> **The task**: Turn every line of the listing below into a numbered list, dropping any blank lines.

> **Input records**:
·····

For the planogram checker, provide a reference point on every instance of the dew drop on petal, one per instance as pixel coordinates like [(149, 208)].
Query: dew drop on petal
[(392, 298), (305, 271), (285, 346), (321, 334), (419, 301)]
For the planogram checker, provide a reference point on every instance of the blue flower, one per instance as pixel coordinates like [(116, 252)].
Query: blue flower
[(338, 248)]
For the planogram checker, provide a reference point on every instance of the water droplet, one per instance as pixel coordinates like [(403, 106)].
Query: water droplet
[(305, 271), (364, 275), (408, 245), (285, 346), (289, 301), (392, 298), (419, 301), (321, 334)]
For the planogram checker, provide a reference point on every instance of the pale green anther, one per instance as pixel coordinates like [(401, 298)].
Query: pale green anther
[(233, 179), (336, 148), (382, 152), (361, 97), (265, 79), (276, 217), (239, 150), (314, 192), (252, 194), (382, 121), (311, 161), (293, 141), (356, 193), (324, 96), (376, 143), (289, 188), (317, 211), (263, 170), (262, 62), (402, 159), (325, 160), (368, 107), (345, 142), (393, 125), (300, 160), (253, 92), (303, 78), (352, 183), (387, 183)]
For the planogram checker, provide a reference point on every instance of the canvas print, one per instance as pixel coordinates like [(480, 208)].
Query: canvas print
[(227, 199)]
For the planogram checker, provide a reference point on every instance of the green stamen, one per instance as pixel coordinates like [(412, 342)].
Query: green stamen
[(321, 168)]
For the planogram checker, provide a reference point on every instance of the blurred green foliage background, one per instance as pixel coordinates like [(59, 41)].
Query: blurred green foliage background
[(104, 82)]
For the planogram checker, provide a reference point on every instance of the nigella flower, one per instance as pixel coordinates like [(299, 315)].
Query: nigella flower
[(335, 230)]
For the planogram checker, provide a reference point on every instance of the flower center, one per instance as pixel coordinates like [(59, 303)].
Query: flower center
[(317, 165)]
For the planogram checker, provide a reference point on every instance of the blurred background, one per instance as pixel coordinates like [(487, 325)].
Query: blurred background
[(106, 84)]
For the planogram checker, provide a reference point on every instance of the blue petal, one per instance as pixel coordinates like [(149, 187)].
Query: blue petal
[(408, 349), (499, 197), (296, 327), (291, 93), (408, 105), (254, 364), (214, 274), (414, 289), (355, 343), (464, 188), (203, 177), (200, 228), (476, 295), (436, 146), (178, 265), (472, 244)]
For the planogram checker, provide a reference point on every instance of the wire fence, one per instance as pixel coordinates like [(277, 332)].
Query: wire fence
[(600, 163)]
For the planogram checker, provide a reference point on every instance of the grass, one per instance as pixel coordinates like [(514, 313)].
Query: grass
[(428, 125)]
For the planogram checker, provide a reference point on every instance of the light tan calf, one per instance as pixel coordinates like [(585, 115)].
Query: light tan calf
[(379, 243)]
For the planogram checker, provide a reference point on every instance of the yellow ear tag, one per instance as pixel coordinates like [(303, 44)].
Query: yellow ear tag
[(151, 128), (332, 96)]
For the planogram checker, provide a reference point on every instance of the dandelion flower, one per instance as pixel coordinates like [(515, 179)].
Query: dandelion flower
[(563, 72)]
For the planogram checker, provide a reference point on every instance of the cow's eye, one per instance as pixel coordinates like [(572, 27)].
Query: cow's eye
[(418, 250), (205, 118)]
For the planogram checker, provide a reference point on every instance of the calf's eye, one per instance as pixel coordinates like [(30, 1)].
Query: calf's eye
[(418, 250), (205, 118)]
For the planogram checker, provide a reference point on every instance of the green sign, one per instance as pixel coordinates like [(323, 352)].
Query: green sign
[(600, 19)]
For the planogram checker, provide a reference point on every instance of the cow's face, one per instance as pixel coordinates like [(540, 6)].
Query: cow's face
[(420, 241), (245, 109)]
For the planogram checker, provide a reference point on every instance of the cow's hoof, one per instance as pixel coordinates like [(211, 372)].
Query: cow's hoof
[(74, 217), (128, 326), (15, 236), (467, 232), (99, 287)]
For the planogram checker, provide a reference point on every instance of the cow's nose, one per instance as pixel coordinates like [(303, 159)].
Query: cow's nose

·····

> **Task solution**:
1. For the planogram checker, provide a reference point on every instance of the dew drop on petal, one per instance as pixel coordinates like [(149, 208)].
2. Query: dew drop on petal
3. [(392, 298), (305, 271), (285, 346), (321, 334), (419, 301)]
4. For the planogram checker, provide a reference point on every instance of the blue flower, one per instance as pixel coordinates like [(116, 252)].
5. Query: blue flower
6. [(338, 248)]
7. For the planogram checker, provide a reference point on every instance of the water droplet, one per instance as pixel coordinates like [(403, 106)].
8. Query: water droplet
9. [(305, 271), (364, 275), (408, 245), (285, 346), (289, 301), (392, 298), (419, 301), (321, 334)]
10. For the planogram checker, provide a reference point on every instance of the pale green anther, one per instance as pixel coordinates like [(401, 298)].
11. Query: pale green anther
12. [(233, 179), (336, 148), (382, 152), (361, 97), (265, 79), (276, 217), (239, 150), (314, 192), (252, 194), (382, 121), (311, 161), (293, 141), (356, 193), (324, 96), (376, 143), (289, 188), (317, 211), (263, 170), (262, 62), (402, 159), (325, 160), (368, 107), (345, 142), (393, 125), (300, 160), (253, 92), (303, 78), (352, 183), (387, 183)]
13. For the planogram checker, provide a reference point on every instance of the canvas print, one per instance as pixel coordinates like [(480, 208)].
14. Query: canvas print
15. [(227, 199)]
16. For the planogram checker, provide a reference point on every instance of the green stamen, one per instance as pixel coordinates like [(412, 342)].
17. Query: green stamen
18. [(321, 168)]
19. For the planogram checker, provide a reference point on every instance of the blurred green foliage background, one per instance as pixel coordinates like [(59, 41)].
20. Query: blurred green foliage background
21. [(104, 82)]
22. For the planogram checker, provide a reference point on every instance of the nigella flower, one per instance as pixel coordinates like [(299, 315)].
23. Query: nigella flower
24. [(335, 230)]
25. For the planogram checker, provide a reference point on every instance of the flower center, one per instance as pixel coordinates like [(59, 303)].
26. Query: flower center
27. [(317, 165)]
28. For the planogram checker, provide a reference point on every instance of the blurred background, one per instance as pixel coordinates like [(487, 325)].
29. Query: blurred background
30. [(106, 84)]
31. For the planogram checker, provide a reference point on every instance of the blue petal, one per instance as pixel coordinates like [(149, 187)].
32. Query: blue petal
33. [(408, 349), (499, 197), (296, 327), (291, 93), (408, 105), (254, 364), (214, 274), (414, 289), (355, 343), (464, 188), (203, 177), (200, 228), (476, 295), (436, 146), (178, 265), (472, 244)]
34. For the planogram checker, provide a reference point on every instance of the wire fence, one per instance as pixel coordinates like [(277, 332)].
35. Query: wire fence
36. [(600, 163)]
37. For the planogram checker, provide a reference point on every instance of the grass, one per instance as pixel coordinates like [(514, 313)].
38. Query: grass
39. [(428, 125)]
40. For the planogram checker, provide a reference point on every instance of the light tan calf, one per instance as pixel coordinates like [(585, 115)].
41. Query: light tan calf
42. [(379, 243)]
43. For the planogram checker, provide a reference point on every instance of the yellow ear tag, one per instance as pixel coordinates like [(303, 44)].
44. Query: yellow ear tag
45. [(151, 128), (332, 96)]
46. For the planogram checker, provide a reference point on every instance of the dandelion flower, one per instance as pixel coordinates like [(515, 179)].
47. Query: dandelion flower
48. [(563, 72)]
49. For the planogram checker, provide a reference point on every instance of the cow's eye, one per instance as pixel coordinates like [(572, 27)].
50. Query: cow's eye
51. [(418, 250), (205, 118)]
52. For the planogram checker, provide a reference point on every instance of the calf's eye, one per instance as pixel coordinates like [(30, 1)].
53. Query: calf's eye
54. [(418, 250), (205, 118)]
55. For the planogram checker, provide a reference point on every instance of the green sign, one per instance as pixel coordinates like [(323, 352)].
56. Query: green sign
57. [(600, 19)]
58. For the planogram checker, provide a reference point on every instance of the cow's face, one per instance as pixel coordinates like [(540, 6)].
59. Query: cow's face
60. [(420, 241), (245, 109)]
61. For the planogram checker, provide a reference point on every instance of the cow's hoof, one per instance as pixel coordinates like [(211, 372)].
62. Query: cow's hoof
63. [(74, 217), (128, 326), (15, 236), (467, 232), (99, 287)]
64. For the planogram checker, provide a reference point on every instance of the cow's nose, one per instance as pixel coordinates like [(303, 159)].
65. Query: cow's nose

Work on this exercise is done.